EJERCICIO A: ¿Puedes reproducir literalmente el fragmento del texto sobre Tertuliano y San Cipriano que aparece a continuación, comenzando en "Tertuliano comenta la" y terminando en "de la costumbre."?

TEXTO CITADO:
Tertuliano comenta la bendición nupcial pronunciada por la Iglesia durante la boda de los cristianos, y se pregunta “de qué manera se podrá alabar suficientemente la felicidad de ese matrimonio consolidado por la Iglesia, confirmado por la ofrenda, sellado por la bendición, proclamado por los ángeles, ratificado por el Padre Celestial”. El matrimonio cristiano se celebraría públicamente ante la Iglesia con más o menos solemnidad, pero la bendición nupcial aparece como opcional y no obligatoria, excepto por la fuerza de la costumbre.
Tanto Tertuliano como San Cipriano mencionan la ordenación y los diversos órdenes en la jerarquía eclesiástica, pero lamentablemente no proporcionan mucha información estrictamente litúrgica. Tertuliano habla de obispos, presbíteros y diáconos cuyos poderes y funciones están bastante bien definidos, que han sido elegidos por sus hermanos a causa de su conducta ejemplar, y que son consagrados a Dios mediante la ordenación regular. Afirma San Cipriano que solo aquellos que se han ordenado pueden bautizar y conceder el perdón de los pecados. San Cipriano distingue los diferentes órdenes: obispos, presbíteros, diáconos, subdiáconos, acólitos, exorcistas y lectores. Al describir la elección de San Cornelio en Roma, declara que éste fue promovido de un orden a otro hasta que, finalmente, fue electo mediante los votos de todos para el pontificado supremo. Todos los órdenes, salvo el menor de ostiario, han sido enumerados por los primeros autores africanos. Tanto los exorcistas como los lectores parecen haber ocupado, en los tiempos primitivos, un lugar mucho más importante que en épocas posteriores. Por ejemplo, el exorcista era a menudo llamado para que ejerciera el poder que le había sido conferido en su ordenación. Tertuliano habla de este poder extraordinario ejercido en nombre de Cristo. Algunas veces, el exorcista empleaba el rito de la exsuflación, y otras veces, como lo afirma San Cipriano, ordenaba al espíritu inmundo que se alejara per Deum verum (por el Dios verdadero). Por otra parte, el lector recitaba las lecciones del Antiguo y del Nuevo Testamento, e incluso leía el Evangelio al pueblo desde el púlpito. En épocas posteriores, sus obligaciones estaban divididas; algunas se le daban a otros ministros, otras, a chantres regulares.

EJERCICIO B: ¿Puedes enumerar todas las líneas de los registros de abajo que contienen la cadena "silhouette", copiando cada una completa? Se distinguen mayúsculas y minúsculas.

Registros de anotación de posiciones:
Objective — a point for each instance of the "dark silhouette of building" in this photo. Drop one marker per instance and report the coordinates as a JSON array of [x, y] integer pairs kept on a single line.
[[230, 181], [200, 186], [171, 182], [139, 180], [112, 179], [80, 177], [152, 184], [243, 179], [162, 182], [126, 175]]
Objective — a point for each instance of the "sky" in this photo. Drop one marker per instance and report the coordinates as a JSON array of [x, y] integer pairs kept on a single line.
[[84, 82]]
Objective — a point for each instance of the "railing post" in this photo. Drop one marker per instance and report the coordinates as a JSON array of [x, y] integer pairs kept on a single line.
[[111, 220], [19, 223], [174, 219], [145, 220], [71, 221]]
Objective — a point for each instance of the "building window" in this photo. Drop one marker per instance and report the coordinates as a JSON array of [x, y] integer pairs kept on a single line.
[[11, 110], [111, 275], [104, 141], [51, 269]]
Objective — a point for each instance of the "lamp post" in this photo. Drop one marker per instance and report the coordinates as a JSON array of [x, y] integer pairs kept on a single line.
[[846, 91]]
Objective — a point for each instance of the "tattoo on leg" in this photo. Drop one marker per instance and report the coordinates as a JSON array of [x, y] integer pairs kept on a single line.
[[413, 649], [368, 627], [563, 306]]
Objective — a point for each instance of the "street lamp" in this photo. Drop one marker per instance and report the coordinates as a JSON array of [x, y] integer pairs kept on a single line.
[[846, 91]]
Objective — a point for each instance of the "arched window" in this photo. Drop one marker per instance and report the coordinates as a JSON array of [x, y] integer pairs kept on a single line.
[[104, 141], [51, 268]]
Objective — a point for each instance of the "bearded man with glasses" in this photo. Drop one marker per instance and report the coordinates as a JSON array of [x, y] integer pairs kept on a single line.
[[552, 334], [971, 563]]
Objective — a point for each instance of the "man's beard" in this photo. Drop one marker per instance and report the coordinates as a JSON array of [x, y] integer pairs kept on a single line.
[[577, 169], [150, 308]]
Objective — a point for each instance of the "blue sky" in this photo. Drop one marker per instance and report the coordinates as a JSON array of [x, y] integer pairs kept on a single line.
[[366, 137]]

RESPUESTA ESCRITA A:
Tertuliano comenta la bendición nupcial pronunciada por la Iglesia durante la boda de los cristianos, y se pregunta “de qué manera se podrá alabar suficientemente la felicidad de ese matrimonio consolidado por la Iglesia, confirmado por la ofrenda, sellado por la bendición, proclamado por los ángeles, ratificado por el Padre Celestial”. El matrimonio cristiano se celebraría públicamente ante la Iglesia con más o menos solemnidad, pero la bendición nupcial aparece como opcional y no obligatoria, excepto por la fuerza de la costumbre.

RESPUESTA ESCRITA B:
Objective — a point for each instance of the "dark silhouette of building" in this photo. Drop one marker per instance and report the coordinates as a JSON array of [x, y] integer pairs kept on a single line.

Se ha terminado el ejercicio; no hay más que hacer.